_Entries supplied:_

———

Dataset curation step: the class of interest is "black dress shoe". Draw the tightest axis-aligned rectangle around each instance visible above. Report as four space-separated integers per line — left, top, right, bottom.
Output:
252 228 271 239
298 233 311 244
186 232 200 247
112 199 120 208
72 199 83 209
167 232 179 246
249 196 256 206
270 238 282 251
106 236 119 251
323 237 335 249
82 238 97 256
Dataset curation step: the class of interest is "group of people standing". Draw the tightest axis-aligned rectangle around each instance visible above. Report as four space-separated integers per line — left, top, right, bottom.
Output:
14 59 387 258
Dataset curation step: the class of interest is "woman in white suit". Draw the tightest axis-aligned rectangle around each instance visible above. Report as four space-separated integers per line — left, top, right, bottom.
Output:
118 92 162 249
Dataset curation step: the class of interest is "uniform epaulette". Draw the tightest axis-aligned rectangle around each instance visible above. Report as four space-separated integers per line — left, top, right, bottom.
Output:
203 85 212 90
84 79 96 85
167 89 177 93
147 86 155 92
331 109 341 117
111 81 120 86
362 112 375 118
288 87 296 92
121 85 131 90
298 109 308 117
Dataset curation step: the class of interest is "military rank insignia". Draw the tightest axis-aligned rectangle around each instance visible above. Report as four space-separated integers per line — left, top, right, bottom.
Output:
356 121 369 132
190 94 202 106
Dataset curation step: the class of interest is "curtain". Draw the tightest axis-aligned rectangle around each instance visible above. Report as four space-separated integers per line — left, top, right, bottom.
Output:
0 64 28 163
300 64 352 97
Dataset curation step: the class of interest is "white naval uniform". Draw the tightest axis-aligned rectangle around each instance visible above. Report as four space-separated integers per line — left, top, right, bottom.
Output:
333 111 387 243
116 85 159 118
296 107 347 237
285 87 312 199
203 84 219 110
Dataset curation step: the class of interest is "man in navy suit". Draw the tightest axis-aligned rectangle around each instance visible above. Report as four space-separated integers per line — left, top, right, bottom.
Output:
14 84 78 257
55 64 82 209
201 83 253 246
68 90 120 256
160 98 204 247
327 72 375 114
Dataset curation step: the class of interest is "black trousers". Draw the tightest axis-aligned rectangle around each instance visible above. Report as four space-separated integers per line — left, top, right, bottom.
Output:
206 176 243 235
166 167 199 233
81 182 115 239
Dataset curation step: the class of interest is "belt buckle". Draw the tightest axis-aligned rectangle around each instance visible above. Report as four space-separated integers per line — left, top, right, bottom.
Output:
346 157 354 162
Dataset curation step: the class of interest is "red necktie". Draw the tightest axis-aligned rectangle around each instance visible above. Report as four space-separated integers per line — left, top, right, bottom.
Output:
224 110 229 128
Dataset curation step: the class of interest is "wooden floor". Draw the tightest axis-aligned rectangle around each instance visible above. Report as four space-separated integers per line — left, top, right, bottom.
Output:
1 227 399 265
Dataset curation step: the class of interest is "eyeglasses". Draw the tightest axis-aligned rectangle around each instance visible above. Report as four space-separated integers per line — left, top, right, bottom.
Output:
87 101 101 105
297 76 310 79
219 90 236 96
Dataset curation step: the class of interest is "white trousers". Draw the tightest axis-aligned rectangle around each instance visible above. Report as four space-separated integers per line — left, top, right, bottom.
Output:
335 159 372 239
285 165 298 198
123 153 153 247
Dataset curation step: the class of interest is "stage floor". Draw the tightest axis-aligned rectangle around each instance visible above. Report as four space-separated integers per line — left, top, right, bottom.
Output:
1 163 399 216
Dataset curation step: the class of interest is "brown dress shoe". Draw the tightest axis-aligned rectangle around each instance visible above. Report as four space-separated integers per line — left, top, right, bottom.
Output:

———

_Instructions for the task:_ Look through the listing and return each line containing the word "floor".

_Exercise response:_
Dataset curation step: the class of interest is "wooden floor". Draw the tightest axis-aligned rectangle around each instance visible above. Report as four space-separated integers per line — left, top, right, bottom.
Dataset curation step: the class of interest is "stage floor". Draw the tightest axis-aligned rectangle around each instance visible above. Report as four space-separated integers per line — left, top, right, bottom.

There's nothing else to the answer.